* [TEXT SECTION]:
..........

Try thinning the first and last coats about 1/3 thinner and 2/3 poly. That should make it flow easier. I try to apply brushing a single stroke the length of the project, dip the brush, apply the second stroke overlapping the first stoke about 1/2 inch, etc until finished. The thinner finish also tend to run less making sanding between coats just a light scuff to help adhesion.


----------



## Harrison67 (May 30, 2012)

Have you tried thinning your finish?

Personally, I thin everything and, use several thin coats, rather than one coat.


----------



## Cherryville Chuck (Sep 28, 2010)

I don't remember bubbles being a problem years ago but back then recoat time was 24 hours not 1 to 4 hours. I think the fast drying defeats the self leveling properties. I've gotten into the habit of checking the recoat time and I avoid the stuff that brags about super fast drying.


----------



## papawd (Jan 5, 2011)

If I use Poly, I use the spray can and give it very light first 3-4 coats and sand with 0000 steel wool or 600 grit lightly and I mean very lightly, plus the spray goes on way quicker and easier than brushing...... Good Luck


----------



## CR1 (Aug 11, 2011)

timthetooolman said:


> Idont really want to try Pre-Cat in my basement.


It's ideal for that.. The stuff dries dust proof in mere seconds.
This means that you basement dust won't be in the finish. 

I use it in my dusty shop where the sawdust coats every surface and sprinkles from the rafters - - WITH - -- fans running.
Flawless dust free finishes every time.


----------

..........

* [DATASET CONTENT]:
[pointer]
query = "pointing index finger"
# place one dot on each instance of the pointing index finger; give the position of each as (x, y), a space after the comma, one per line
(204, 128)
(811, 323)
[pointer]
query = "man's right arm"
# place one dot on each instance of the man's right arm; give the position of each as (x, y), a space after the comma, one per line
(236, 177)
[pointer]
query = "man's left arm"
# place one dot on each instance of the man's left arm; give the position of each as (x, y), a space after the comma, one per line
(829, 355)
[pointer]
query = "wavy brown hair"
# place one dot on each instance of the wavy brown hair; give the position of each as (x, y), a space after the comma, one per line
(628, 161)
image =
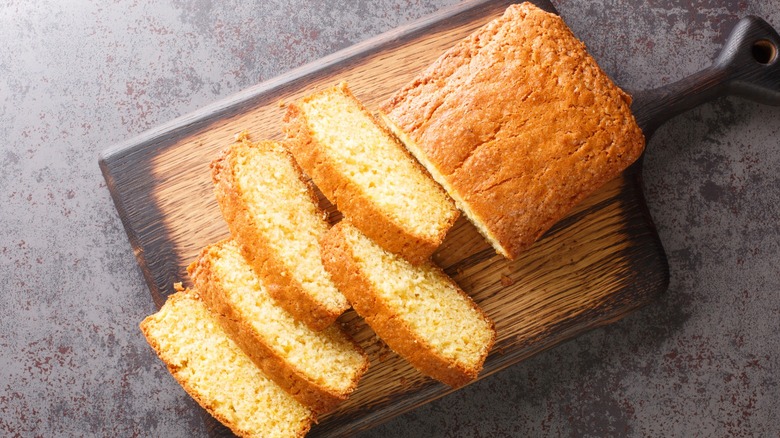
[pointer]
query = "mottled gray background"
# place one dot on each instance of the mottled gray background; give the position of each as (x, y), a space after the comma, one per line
(78, 76)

..........

* [TASK REQUIREMENTS]:
Return the passage of the wood-finishing thread starting at "Try thinning the" and ending at "to help adhesion.", reproduced word for word.

* [ANSWER TO THIS EXERCISE]:
Try thinning the first and last coats about 1/3 thinner and 2/3 poly. That should make it flow easier. I try to apply brushing a single stroke the length of the project, dip the brush, apply the second stroke overlapping the first stoke about 1/2 inch, etc until finished. The thinner finish also tend to run less making sanding between coats just a light scuff to help adhesion.